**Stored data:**
--------

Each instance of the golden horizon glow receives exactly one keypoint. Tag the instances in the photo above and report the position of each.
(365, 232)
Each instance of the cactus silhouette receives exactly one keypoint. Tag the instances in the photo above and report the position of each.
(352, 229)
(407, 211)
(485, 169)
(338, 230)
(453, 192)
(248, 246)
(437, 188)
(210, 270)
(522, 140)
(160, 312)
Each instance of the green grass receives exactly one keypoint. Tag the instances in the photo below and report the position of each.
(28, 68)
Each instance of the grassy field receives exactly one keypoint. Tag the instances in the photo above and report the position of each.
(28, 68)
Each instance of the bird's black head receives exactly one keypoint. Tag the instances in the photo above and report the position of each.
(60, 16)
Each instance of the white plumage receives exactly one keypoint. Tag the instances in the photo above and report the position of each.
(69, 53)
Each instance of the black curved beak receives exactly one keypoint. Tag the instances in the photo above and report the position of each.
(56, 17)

--------

**Task brief:**
Write out all the items above again, putting "marker" in place of "keypoint" each time it appears. Leave everything else the same.

**Final result:**
Each instance of the golden horizon glow receives exactly one marker. Tag the instances in the photo above and report the position of each.
(365, 232)
Each instance of the cactus silhouette receives exactly one marker. Tag the instances in the photo above and report the position of each.
(352, 229)
(407, 211)
(485, 169)
(338, 230)
(453, 192)
(248, 246)
(437, 188)
(210, 270)
(522, 140)
(160, 312)
Each instance of the green grass receives exactly one marker. Tag the instances in the photo below and report the position of each.
(28, 68)
Each instance of the grassy field receives exactly one marker. Tag the instances in the photo above and report the position of each.
(28, 68)
Each instance of the bird's black head receives exactly one marker. Tag the instances in the photo above and report the position of each.
(60, 16)
Each instance of the white plumage receives exactly one marker. Tag the instances in the photo above and report the position of each.
(69, 53)
Each instance of the black curved beak receives exactly one marker. Tag the instances in the photo above and report the position of each.
(56, 17)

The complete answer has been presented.